*REQUIRED ACTION*. Print each of the records below, leaving every word as it is.
(DATASET RECORDS Opens)
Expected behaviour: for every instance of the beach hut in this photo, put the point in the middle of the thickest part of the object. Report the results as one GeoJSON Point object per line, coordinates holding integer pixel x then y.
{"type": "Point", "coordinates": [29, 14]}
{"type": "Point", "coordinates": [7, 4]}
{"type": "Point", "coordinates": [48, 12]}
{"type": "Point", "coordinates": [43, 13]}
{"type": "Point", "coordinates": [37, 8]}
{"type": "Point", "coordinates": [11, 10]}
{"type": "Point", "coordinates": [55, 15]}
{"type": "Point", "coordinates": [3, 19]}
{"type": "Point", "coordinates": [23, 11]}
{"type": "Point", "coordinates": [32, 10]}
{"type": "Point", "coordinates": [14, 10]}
(DATASET RECORDS Closes)
*RESPONSE TO THE EXERCISE*.
Expected behaviour: for every instance of the beach hut in this photo, put the point in the middle of the thickest part of the object. Report the results as one GeoJSON Point object per line, coordinates holding integer pixel x then y.
{"type": "Point", "coordinates": [29, 14]}
{"type": "Point", "coordinates": [7, 4]}
{"type": "Point", "coordinates": [48, 12]}
{"type": "Point", "coordinates": [43, 13]}
{"type": "Point", "coordinates": [37, 8]}
{"type": "Point", "coordinates": [11, 10]}
{"type": "Point", "coordinates": [55, 15]}
{"type": "Point", "coordinates": [3, 19]}
{"type": "Point", "coordinates": [23, 11]}
{"type": "Point", "coordinates": [32, 10]}
{"type": "Point", "coordinates": [14, 10]}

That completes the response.